§ **Stated problem**: Rewrite every line of the records from the line containing "FIND: grassy field" down to the line containing "column 123, row 71", both included, as a JSON list of strings with one string per line and blank lines omitted. Include no lines outside that range.

== Information shown

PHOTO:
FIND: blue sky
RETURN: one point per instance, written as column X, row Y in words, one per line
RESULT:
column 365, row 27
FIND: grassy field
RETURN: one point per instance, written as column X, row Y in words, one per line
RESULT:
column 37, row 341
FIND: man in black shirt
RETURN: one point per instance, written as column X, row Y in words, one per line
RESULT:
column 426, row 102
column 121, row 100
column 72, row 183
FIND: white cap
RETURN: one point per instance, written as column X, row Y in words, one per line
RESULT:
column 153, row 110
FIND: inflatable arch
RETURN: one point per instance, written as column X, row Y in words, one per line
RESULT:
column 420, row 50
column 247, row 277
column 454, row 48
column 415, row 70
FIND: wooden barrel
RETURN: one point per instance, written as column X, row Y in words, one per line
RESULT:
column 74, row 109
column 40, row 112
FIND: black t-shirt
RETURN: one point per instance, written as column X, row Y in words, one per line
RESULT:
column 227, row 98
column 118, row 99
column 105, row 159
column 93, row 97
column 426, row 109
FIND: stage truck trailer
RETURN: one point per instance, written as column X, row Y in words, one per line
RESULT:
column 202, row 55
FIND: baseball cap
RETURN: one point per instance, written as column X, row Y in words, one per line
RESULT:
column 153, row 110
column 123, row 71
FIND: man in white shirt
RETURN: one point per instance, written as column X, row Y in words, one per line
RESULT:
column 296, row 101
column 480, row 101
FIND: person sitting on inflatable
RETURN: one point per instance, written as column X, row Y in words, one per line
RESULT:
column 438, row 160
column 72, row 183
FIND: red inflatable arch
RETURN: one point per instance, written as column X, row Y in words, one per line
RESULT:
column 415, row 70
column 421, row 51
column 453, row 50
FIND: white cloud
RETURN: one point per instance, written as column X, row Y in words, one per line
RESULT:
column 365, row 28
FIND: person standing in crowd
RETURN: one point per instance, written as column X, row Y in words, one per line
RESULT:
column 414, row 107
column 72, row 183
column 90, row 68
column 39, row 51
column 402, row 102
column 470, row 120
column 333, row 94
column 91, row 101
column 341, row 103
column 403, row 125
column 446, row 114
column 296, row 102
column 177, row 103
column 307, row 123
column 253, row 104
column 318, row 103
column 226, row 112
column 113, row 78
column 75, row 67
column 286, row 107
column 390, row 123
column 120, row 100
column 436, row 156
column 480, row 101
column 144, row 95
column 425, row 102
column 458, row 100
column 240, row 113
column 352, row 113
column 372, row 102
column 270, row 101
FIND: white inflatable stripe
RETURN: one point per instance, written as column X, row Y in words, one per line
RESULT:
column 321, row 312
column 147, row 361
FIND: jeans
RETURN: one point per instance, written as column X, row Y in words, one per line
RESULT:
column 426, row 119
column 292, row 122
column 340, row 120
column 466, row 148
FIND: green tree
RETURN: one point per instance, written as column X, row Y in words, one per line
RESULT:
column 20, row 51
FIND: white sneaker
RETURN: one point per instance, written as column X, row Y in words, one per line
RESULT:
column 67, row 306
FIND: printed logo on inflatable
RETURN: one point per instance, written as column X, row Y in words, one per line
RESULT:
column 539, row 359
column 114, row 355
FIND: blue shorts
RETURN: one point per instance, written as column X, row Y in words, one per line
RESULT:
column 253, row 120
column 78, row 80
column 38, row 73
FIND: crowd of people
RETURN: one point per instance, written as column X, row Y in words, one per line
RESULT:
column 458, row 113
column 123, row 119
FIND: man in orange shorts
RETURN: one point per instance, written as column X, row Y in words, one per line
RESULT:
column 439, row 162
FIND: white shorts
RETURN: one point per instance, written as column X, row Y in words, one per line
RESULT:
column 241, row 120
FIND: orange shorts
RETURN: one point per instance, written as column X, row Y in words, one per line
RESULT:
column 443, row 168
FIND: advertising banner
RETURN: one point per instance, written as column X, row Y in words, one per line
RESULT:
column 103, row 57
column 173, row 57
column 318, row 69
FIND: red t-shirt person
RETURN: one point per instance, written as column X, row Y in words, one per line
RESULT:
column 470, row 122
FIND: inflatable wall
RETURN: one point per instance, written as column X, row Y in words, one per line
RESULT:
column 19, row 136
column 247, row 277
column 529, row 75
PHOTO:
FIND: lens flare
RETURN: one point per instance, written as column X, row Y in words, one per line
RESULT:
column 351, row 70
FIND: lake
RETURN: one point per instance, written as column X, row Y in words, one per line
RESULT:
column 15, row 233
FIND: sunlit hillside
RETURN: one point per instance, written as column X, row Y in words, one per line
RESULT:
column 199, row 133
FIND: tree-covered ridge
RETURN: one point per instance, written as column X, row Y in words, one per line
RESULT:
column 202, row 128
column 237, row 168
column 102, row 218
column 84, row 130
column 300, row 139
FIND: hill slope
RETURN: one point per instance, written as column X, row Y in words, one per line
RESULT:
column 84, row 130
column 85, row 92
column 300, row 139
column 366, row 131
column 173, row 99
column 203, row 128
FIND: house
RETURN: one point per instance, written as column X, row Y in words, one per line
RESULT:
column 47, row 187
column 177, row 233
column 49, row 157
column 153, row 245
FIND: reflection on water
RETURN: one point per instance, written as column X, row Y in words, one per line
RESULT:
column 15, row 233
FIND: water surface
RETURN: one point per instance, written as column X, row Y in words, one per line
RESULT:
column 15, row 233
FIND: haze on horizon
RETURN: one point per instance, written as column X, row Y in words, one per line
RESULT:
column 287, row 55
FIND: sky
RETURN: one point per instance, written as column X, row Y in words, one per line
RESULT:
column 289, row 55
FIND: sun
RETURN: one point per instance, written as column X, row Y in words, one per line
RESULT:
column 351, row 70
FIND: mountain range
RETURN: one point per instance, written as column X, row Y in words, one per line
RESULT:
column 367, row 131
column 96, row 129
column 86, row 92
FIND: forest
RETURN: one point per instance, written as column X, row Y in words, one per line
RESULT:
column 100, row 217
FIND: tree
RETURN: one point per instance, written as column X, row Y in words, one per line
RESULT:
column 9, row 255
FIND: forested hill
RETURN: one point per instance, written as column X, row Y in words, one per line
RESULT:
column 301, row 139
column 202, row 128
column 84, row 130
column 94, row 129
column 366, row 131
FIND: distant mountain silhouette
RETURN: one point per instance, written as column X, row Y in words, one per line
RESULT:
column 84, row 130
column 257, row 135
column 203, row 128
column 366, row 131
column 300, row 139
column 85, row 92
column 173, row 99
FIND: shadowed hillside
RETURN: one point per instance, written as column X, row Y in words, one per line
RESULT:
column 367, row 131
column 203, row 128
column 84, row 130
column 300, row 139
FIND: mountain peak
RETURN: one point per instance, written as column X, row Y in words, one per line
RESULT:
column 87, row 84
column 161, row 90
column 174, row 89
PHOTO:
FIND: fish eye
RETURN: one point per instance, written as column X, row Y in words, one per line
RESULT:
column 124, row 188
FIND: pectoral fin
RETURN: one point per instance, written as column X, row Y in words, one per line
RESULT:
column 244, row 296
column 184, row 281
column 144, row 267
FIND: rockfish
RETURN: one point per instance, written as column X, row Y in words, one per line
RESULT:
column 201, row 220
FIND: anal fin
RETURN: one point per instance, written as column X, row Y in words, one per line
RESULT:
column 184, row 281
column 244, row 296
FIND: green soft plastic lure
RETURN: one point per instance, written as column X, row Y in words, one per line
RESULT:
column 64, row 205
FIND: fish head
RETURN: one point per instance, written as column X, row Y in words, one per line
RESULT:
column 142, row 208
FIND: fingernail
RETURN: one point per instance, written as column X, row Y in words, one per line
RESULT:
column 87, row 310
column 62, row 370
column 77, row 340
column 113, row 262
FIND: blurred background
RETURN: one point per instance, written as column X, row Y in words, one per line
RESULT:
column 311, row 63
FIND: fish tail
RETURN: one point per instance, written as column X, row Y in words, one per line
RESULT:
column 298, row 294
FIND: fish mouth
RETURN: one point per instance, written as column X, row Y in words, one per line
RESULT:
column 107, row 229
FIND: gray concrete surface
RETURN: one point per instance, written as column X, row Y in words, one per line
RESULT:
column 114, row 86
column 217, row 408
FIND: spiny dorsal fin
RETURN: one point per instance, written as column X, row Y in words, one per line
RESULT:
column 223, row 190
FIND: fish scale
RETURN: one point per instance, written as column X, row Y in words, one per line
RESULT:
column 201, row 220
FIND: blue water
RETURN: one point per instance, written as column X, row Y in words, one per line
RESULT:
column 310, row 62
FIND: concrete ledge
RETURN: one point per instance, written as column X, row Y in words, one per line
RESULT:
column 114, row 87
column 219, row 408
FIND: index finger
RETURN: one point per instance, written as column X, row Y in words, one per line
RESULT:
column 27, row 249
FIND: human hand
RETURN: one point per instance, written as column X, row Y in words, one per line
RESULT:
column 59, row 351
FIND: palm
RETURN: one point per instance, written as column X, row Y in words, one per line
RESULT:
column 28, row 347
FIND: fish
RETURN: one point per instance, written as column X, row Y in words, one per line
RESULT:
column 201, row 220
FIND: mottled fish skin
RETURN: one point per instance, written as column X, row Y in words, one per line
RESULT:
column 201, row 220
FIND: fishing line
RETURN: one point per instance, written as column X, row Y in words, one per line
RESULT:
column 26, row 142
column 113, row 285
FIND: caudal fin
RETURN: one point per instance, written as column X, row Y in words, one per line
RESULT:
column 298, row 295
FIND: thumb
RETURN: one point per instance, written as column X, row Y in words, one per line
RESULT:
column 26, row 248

====

§ **Response to this exercise**:
[
  "FIND: grassy field",
  "RETURN: one point per instance, written as column X, row Y in words, one per line",
  "RESULT:",
  "column 37, row 341",
  "FIND: man in black shirt",
  "RETURN: one point per instance, written as column X, row Y in words, one per line",
  "RESULT:",
  "column 426, row 102",
  "column 121, row 100",
  "column 72, row 183",
  "FIND: white cap",
  "RETURN: one point per instance, written as column X, row Y in words, one per line",
  "RESULT:",
  "column 153, row 110",
  "FIND: inflatable arch",
  "RETURN: one point per instance, written as column X, row Y in words, one per line",
  "RESULT:",
  "column 420, row 50",
  "column 247, row 277",
  "column 454, row 48",
  "column 415, row 70",
  "FIND: wooden barrel",
  "RETURN: one point per instance, written as column X, row Y in words, one per line",
  "RESULT:",
  "column 74, row 109",
  "column 40, row 112",
  "FIND: black t-shirt",
  "RETURN: one point per instance, written as column X, row Y in words, one per line",
  "RESULT:",
  "column 227, row 98",
  "column 118, row 99",
  "column 105, row 159",
  "column 93, row 97",
  "column 426, row 109",
  "FIND: stage truck trailer",
  "RETURN: one point per instance, written as column X, row Y in words, one per line",
  "RESULT:",
  "column 202, row 55",
  "FIND: baseball cap",
  "RETURN: one point per instance, written as column X, row Y in words, one per line",
  "RESULT:",
  "column 153, row 110",
  "column 123, row 71"
]